*USING THE INFORMATION:*
1 – Answer these questions using the article on Babylon's chatbot:
(a) In which medical journal was the letter published?
(b) In which month did Babylon publish its study on the chatbot?
(c) What did the three authors commend Babylon for?
2 – Repeat word for word the stretch of the article on Babylon's chatbot from "This site is" through "Lancet has suggested.".

*GIVEN PASSAGE:*
———

This site is intended for health professionals only

Insufficient evidence that Babylon chatbot can perform better than doctors, experts suggest

by Valeria Fiore
7 November 2018

Share this article

Private provider Babylon’s chatbot – an AI software that triages patients based on their symptoms, without a doctor’s intervention – could offer patients a less effective service than a GP, a letter published in medical journal The Lancet has suggested.
In a study published in June, Babylon, which provides the GP at Hand service to NHS patients, analysed the efficacy of its AI chatbot in primary care triage and diagnosis.

The letter was written by Associate Professor of medical science Hamish Fraser, medical informatics Professor Enrico Coiera and Lecturer in health informatics David Wong. 

While the three authors commend Babylon ‘for releasing a fairly detailed description of the system development and the three evaluation studies,’ they also argue that Babylon’s internal evaluation of its chatbot – which Babylon’s founder and chief executive Ali Parsa said is ‘on par’ with doctors in June – does not provide resounding evidence of this. 
Babylon’s findings were ‘met with scepticism because of methodological concerns’, the authors said.
The letter added: ‘Babylon’s study does not offer convincing evidence that its Babylon diagnostic and triage system can perform better than doctors in any realistic situation, and there is a possibility that it might perform significantly worse.

———

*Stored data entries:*
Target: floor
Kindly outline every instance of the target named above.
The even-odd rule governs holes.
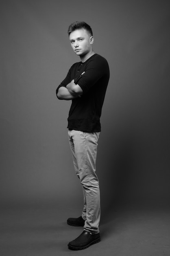
[[[82,232],[67,225],[81,209],[63,204],[6,206],[0,217],[1,256],[169,256],[170,210],[135,204],[102,213],[101,241],[81,251],[67,244]],[[68,216],[68,213],[69,213]]]

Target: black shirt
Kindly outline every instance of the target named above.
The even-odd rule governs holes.
[[[74,79],[83,92],[81,97],[72,100],[68,128],[88,132],[101,131],[100,118],[109,78],[107,62],[97,54],[85,62],[78,62],[72,66],[56,90],[57,94],[60,87],[66,87]]]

———

*SOLUTION LIST:*
1 –
(a) The Lancet
(b) June
(c) Releasing a fairly detailed description of the system development and the three evaluation studies

2 –
This site is intended for health professionals only

Insufficient evidence that Babylon chatbot can perform better than doctors, experts suggest

by Valeria Fiore
7 November 2018

Share this article

Private provider Babylon’s chatbot – an AI software that triages patients based on their symptoms, without a doctor’s intervention – could offer patients a less effective service than a GP, a letter published in medical journal The Lancet has suggested.